REQUIRED ACTIONS:
a. From the passage about Mrs. Beranbaum's cakes, list the words she uses to describe the texture she wanted in a cake.
b. Carry on the passage about Mrs. Beranbaum's cakes from its last sentence.

TEXT SECTION:
Embarked on her career in food, Mrs. Beranbaum discovered that ''I loved the texture of cake-mix cakes, but I didn't like their flavor.'' She set herself a mission: ''I wanted that soft, downy, fine-grained, tender cake but to have it buttery with no funny flavors.''
This quest led to years of experimentation, culminating in the decision to adapt the blending method used by producers of cake mixes. Instead of creaming butter and sugar and then alternately adding flour and liquid, Mrs. Beranbaum's recipes call for first blending all the dry ingredients with the butter and a small amount of liquid, and then beating in the remaining liquid.

INFORMATION PROVIDED:
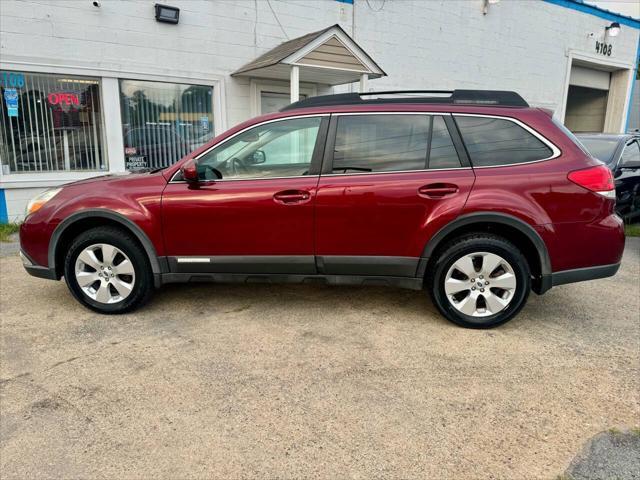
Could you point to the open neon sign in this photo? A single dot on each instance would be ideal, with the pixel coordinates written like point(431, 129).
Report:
point(63, 99)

FINAL ANSWERS:
a. soft, downy, fine-grained, tender

b.
The decision not to cream the butter and sugar, which contradicts the instructions of nearly every other serious book on baking, was momentous to her. ''I never had any idea it would take so long to learn so much, or how much easier it would be once I knew it,'' she said. ''Now, I can throw a cake together in 10 minutes. It's virtually as easy as a cake mix.''
The method requires little expertise, and the texture suffers less from overbeating - always a danger, after the flour is added, in cakes that call for the creaming method. ''I get just as much volume, in fact a higher cake, without creaming,'' she said, adding that there is one requirement for success with this method. ''If you don't soften the butter you've had it.''
This is easily done, she said, in a microwave oven. Her white spice poundcake recipe, which includes cinnamon, cloves and cocoa, is an example of her blending method.
Another long-term goal of Mrs. Beranbaum's was to make cakes and desserts less sweet, trying to lower the amount of sugar without ruining the recipe. Mrs. Beranbaum has also developed several low-cholesterol cakes by using fats other than butter.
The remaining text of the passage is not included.